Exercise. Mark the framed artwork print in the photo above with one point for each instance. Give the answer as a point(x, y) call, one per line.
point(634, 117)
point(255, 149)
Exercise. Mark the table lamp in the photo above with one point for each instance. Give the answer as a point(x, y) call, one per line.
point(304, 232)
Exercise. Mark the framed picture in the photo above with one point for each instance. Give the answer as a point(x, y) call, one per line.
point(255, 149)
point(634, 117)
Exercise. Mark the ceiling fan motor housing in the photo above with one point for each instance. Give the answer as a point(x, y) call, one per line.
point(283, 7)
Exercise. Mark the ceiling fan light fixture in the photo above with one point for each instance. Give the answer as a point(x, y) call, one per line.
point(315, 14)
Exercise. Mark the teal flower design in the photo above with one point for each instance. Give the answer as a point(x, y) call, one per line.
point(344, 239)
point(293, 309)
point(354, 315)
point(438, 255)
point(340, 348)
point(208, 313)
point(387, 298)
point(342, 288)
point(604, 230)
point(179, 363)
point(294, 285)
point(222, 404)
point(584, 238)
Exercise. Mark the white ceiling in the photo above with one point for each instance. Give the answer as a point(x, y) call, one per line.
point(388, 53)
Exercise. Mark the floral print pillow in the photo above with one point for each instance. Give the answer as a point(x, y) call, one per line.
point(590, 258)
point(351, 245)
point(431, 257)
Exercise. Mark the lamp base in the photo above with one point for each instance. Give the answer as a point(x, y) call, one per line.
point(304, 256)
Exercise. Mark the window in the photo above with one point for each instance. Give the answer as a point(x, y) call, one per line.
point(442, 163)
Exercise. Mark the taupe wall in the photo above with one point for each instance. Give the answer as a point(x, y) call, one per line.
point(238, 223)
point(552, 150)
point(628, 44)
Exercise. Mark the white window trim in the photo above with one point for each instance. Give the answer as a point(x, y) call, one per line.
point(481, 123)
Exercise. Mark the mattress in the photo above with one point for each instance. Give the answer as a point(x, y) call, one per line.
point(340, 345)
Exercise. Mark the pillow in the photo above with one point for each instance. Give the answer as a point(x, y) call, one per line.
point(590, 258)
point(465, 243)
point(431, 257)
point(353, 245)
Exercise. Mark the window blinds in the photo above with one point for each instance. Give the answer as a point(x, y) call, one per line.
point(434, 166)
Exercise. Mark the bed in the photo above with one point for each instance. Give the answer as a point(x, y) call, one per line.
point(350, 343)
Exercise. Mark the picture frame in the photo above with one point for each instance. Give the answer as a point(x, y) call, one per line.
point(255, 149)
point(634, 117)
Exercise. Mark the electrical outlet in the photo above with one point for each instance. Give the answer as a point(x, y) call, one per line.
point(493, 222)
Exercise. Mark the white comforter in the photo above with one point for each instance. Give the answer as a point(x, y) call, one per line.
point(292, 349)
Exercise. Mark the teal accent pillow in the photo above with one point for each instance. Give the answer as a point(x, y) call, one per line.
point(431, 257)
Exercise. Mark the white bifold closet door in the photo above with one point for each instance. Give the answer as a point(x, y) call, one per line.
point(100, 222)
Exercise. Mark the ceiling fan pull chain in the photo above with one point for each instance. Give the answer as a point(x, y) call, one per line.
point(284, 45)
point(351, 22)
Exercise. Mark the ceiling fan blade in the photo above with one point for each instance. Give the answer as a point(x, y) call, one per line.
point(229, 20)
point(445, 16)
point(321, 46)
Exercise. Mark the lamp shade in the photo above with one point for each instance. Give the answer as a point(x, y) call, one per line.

──────────

TASK REQUIREMENTS »
Could you give the data above again, exact in every line?

SOLUTION BELOW »
Exercise. Mark the framed artwork print in the photo above with one point for each instance. Give the answer as a point(x, y) call, one per line.
point(634, 117)
point(255, 149)
Exercise. Mark the table lamp in the photo above with one point for each instance. Give the answer as a point(x, y) call, one per line.
point(304, 232)
Exercise. Mark the framed picture in the photo above with one point for each instance. Give the answer as a point(x, y) call, one per line.
point(255, 149)
point(634, 117)
Exercise. Mark the ceiling fan motor housing in the photo above with one point for each instance. Give the answer as a point(x, y) call, one per line.
point(283, 7)
Exercise. Mark the ceiling fan light fixture in the photo above with one point for each instance. Give the answer as a point(x, y) call, one per line.
point(315, 14)
Exercise. Mark the teal flower design in the photo above with one point for each instance. Give the answer as a point(x, y) call, one per line.
point(344, 239)
point(293, 309)
point(354, 315)
point(438, 255)
point(340, 348)
point(208, 313)
point(387, 298)
point(342, 288)
point(604, 230)
point(179, 363)
point(294, 285)
point(222, 404)
point(584, 238)
Exercise. Mark the white ceiling in the photo above with one point for each instance. Give the answer as a point(x, y) call, one per line.
point(388, 53)
Exercise. Mark the floral print pillow in the photo above with one point for each instance. Give the answer as a point(x, y) call, one per line.
point(590, 258)
point(351, 245)
point(431, 257)
Exercise. Mark the lamp base in the photo above with one point for each instance. Give the answer as a point(x, y) call, one per line.
point(304, 256)
Exercise. Mark the window in the photo above with one point for each instance. Give the answer as a point(x, y) call, one per line.
point(442, 163)
Exercise. Mark the taupe wall in the photo above with one point for each instance. Give the answer as a point(x, y) call, one per line.
point(238, 223)
point(552, 150)
point(628, 44)
Exercise. Mark the white window trim in the photo above with one point for each instance. Give the answer as a point(x, y) call, one per line.
point(481, 123)
Exercise. Mark the mattress in the photo above with one point for each instance. Give the answer as a point(x, y) call, one per line.
point(340, 345)
Exercise. Mark the pillow in the photo above with one point for each instance. Give the answer as a point(x, y) call, one per line.
point(590, 258)
point(465, 243)
point(431, 257)
point(353, 245)
Exercise. Mark the window blinds in the photo above with one point for each instance. Give the answer as a point(x, y) call, one per line.
point(434, 166)
Exercise. Mark the bed in the photo above with one point for each instance. Give the answer as a point(x, y) call, one per line.
point(350, 343)
Exercise. Mark the picture frame in the photo above with one point for each instance. Give the answer as a point(x, y) call, one per line.
point(255, 149)
point(634, 117)
Exercise. Mark the electrical outlet in the photo above with one point for each instance. Give the answer as a point(x, y) call, one per line.
point(493, 222)
Exercise. Mark the white comforter in the photo above with one point for each instance. Give the answer as a point(x, y) call, one per line.
point(292, 349)
Exercise. Mark the teal accent pillow in the photo above with one point for each instance. Give the answer as a point(x, y) call, one per line.
point(431, 257)
Exercise. Mark the white bifold closet door in the photo above with one point for each instance. Give the answer as a point(x, y) call, one per line.
point(100, 222)
Exercise. Mark the ceiling fan pull chain in the photo above with one point for each instance. Give the answer as a point(x, y) call, one per line.
point(284, 45)
point(351, 22)
Exercise. Mark the ceiling fan blade in the photo above with one point for each instance. Give the answer as a point(x, y) call, one per line.
point(229, 20)
point(445, 16)
point(321, 46)
Exercise. Mark the lamp shade in the photo above with one point for each instance. Give the answer as a point(x, y) call, one per line.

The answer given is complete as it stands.